EXERCISES>
• A. Translate this sentence from the forum thread into Spanish: "The most important lessons are learned the hardest."
• B. In the rows, start at the line that has "position of white" and stop after the line that has "xmin=33 ymin=81 xmax=37 ymax=86". Copy those lines exactly, including both of them.

### DOCUMENT SECTION

Why did you guys meet again? What did you two talk about? Did she say she still loved you??

 

Why did you wait so long? (6 months is kind of long for me) Are you feeling like this because she's engaged?? Would you feel the same if she wasn't?

Posted

Yikes. First of all, I would not think of this as trying to win her back. I understand wanting her to know how you feel before she's a married woman and you worry she might be making a mistake, but consider what Philosoraptor said. If she is happy, there is no place for you to meddle in her affairs.

 

It'd be nice if there were a way for her to know how you feel without it coming across like you are trying to win her over, but unfortunately I don't think that's possible. If you do decide to contact her, and I think that is a very dicey decision, keep it extremely simple and non-offensive. If you have a letter written, give it at least 2-3 days before going through sending it if possible. Oftentimes what sounds good the moment you write it can sound nuts before long.

 

The only right way to do it, (if there was one) would be to communicate with her in a way the guy could respect when he finds out about it. You've lost the right to contact her in private. If it were me I would simply tell her congratulations, she's a good woman and you wish her the best. You have no place to ask about the guy, wonder about she is being treated, nothing. You wish her well and leave it at that, never initiate contact again. Even still I think that could be seen as disrespectful and manipulative.

 

The most important lessons are learned the hardest. What you have learned from this will only benefit you in the future.

Posted
I think she has the mindset that she should have been married by then. I genuinely believe, as do other friends, that she accepted because she thinks time is running out.

 

Her choices are, well, hers. Don't try to fix her...IMHO, leave her alone.

######
### EXCERPTED RECORDS

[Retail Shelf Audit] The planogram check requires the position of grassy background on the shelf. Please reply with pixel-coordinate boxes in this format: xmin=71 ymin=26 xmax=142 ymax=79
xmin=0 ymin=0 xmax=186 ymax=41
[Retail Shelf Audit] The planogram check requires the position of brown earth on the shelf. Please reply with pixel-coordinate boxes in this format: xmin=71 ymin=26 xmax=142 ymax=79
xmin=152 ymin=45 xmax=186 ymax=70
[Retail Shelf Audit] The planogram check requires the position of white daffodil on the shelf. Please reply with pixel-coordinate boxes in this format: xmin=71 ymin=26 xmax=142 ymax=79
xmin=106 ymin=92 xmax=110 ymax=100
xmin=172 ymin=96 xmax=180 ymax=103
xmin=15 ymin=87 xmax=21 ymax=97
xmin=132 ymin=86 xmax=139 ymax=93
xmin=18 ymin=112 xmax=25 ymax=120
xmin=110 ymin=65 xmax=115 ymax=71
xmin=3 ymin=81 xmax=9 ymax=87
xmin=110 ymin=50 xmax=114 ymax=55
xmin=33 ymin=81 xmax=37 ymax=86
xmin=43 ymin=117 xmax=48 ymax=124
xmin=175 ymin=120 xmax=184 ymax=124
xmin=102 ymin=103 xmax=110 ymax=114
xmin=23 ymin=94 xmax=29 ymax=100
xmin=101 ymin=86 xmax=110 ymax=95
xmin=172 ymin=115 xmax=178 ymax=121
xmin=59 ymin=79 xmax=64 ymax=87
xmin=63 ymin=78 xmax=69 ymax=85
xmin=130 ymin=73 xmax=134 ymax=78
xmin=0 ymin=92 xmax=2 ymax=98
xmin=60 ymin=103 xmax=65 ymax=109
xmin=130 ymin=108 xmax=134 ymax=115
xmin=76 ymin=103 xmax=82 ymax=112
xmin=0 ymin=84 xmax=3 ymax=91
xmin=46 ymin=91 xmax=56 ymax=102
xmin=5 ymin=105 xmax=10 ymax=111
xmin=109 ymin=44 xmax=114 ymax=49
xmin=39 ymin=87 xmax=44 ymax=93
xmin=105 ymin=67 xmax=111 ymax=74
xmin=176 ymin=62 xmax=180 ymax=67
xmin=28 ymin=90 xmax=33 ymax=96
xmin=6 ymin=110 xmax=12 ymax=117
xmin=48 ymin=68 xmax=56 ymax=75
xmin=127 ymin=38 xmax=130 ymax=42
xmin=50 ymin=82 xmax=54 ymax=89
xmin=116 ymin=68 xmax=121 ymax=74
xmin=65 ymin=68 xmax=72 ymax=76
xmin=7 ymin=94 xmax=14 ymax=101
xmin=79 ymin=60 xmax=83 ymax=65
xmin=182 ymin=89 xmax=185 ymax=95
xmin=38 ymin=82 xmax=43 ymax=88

######

OUTPUTS FOR THE TASKS>
• A. Las lecciones más importantes son las que se aprenden de la manera más difícil.

• B.
[Retail Shelf Audit] The planogram check requires the position of white daffodil on the shelf. Please reply with pixel-coordinate boxes in this format: xmin=71 ymin=26 xmax=142 ymax=79
xmin=106 ymin=92 xmax=110 ymax=100
xmin=172 ymin=96 xmax=180 ymax=103
xmin=15 ymin=87 xmax=21 ymax=97
xmin=132 ymin=86 xmax=139 ymax=93
xmin=18 ymin=112 xmax=25 ymax=120
xmin=110 ymin=65 xmax=115 ymax=71
xmin=3 ymin=81 xmax=9 ymax=87
xmin=110 ymin=50 xmax=114 ymax=55
xmin=33 ymin=81 xmax=37 ymax=86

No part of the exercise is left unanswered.